**Work to be completed**
For the entries below, print exactly the lines between the line holding "query | spot the house" and the line holding "query | spot the large", inclusive, and nothing else.

**Data shown**
↓

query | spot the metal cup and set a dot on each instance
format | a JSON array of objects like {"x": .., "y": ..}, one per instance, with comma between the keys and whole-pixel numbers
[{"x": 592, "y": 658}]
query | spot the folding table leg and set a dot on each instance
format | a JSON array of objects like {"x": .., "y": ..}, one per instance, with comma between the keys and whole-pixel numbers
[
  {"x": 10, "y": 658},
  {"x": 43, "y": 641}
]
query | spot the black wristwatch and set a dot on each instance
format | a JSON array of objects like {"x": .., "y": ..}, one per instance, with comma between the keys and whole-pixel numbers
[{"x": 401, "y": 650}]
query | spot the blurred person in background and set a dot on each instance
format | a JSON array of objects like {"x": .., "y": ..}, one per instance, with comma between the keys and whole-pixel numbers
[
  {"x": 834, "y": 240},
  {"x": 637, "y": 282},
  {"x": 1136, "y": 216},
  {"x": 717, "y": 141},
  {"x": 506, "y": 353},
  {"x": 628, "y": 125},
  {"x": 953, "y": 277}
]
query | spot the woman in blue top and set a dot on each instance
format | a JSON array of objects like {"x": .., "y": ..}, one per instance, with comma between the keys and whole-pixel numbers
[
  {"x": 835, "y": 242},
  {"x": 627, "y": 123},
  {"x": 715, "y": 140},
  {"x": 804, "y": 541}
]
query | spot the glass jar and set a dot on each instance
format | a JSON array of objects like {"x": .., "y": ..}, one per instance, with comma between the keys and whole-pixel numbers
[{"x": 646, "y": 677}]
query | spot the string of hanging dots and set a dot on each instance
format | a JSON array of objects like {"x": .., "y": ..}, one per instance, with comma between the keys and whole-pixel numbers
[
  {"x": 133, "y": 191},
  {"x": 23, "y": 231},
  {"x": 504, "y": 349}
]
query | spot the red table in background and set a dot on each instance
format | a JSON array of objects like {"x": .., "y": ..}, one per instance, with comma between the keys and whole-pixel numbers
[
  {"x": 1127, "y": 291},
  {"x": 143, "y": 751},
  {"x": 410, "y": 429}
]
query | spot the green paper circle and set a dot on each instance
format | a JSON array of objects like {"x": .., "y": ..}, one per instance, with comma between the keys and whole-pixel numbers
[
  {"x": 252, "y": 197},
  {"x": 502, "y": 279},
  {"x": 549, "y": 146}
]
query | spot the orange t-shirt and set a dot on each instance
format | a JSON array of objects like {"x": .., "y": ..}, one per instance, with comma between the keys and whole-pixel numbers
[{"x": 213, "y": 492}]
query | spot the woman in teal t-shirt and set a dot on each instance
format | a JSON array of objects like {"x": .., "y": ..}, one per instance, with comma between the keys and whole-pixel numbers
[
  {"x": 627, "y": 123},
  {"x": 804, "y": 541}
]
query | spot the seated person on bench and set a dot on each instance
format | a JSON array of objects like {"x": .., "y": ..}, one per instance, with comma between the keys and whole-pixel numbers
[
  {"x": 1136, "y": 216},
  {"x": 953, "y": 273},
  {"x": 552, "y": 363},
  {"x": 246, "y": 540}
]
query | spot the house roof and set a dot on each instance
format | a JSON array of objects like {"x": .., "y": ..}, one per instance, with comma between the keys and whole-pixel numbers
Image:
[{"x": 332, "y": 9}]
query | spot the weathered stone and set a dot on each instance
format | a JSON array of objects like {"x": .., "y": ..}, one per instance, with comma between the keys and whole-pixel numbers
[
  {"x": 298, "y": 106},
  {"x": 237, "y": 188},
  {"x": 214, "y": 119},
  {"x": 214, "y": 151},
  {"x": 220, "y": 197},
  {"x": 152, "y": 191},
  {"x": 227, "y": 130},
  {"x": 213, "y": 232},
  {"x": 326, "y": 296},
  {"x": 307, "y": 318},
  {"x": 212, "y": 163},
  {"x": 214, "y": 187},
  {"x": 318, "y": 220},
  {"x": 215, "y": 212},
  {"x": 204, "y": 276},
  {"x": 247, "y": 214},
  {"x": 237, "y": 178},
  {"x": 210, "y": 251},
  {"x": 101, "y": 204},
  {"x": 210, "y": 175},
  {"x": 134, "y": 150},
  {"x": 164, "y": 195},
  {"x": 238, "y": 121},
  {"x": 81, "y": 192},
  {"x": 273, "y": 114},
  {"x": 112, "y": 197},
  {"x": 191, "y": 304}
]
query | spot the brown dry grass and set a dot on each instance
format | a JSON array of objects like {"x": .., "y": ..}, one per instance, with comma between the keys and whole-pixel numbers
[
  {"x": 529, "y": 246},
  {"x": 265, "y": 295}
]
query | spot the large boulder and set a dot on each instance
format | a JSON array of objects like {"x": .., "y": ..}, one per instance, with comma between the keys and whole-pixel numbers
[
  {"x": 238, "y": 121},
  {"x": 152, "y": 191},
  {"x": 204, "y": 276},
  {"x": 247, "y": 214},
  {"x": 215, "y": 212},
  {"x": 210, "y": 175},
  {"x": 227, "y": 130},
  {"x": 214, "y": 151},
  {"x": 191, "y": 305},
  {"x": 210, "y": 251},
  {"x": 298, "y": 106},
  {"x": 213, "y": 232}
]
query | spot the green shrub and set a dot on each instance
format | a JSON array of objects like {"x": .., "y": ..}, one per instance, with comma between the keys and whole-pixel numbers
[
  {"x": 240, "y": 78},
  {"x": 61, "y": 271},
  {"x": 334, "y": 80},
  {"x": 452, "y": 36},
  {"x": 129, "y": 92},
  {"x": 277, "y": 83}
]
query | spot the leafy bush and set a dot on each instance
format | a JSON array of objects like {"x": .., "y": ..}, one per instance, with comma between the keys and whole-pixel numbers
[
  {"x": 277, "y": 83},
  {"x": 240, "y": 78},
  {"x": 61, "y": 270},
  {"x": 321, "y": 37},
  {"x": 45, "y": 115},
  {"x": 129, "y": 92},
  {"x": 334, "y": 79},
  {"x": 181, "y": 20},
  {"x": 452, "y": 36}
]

↑

**Task answer**
query | spot the house roof and set a dot on each instance
format | a JSON array of objects like {"x": .., "y": ..}, one per instance, with comma between the keys and whole-pixel numbers
Image:
[{"x": 332, "y": 9}]
query | spot the weathered stone and set a dot on each instance
format | a JSON array of objects like {"x": .., "y": ..}, one per instance, with comma between the keys and whole-pixel numbers
[
  {"x": 298, "y": 106},
  {"x": 237, "y": 188},
  {"x": 214, "y": 119},
  {"x": 214, "y": 151},
  {"x": 220, "y": 197},
  {"x": 152, "y": 191},
  {"x": 227, "y": 130},
  {"x": 213, "y": 232},
  {"x": 326, "y": 296},
  {"x": 307, "y": 318},
  {"x": 212, "y": 163},
  {"x": 214, "y": 187},
  {"x": 318, "y": 220},
  {"x": 215, "y": 212},
  {"x": 204, "y": 276},
  {"x": 247, "y": 214},
  {"x": 237, "y": 178},
  {"x": 210, "y": 251},
  {"x": 101, "y": 204},
  {"x": 210, "y": 175},
  {"x": 134, "y": 150},
  {"x": 164, "y": 195},
  {"x": 238, "y": 121},
  {"x": 81, "y": 192},
  {"x": 273, "y": 114},
  {"x": 112, "y": 197},
  {"x": 191, "y": 304}
]
query | spot the brown dry grass and set a dot on each instance
format | a JSON array of objects like {"x": .., "y": ..}, one per instance, with comma between the keys and whole-pixel numbers
[
  {"x": 529, "y": 246},
  {"x": 265, "y": 295}
]
query | spot the large boulder and set a dot on each instance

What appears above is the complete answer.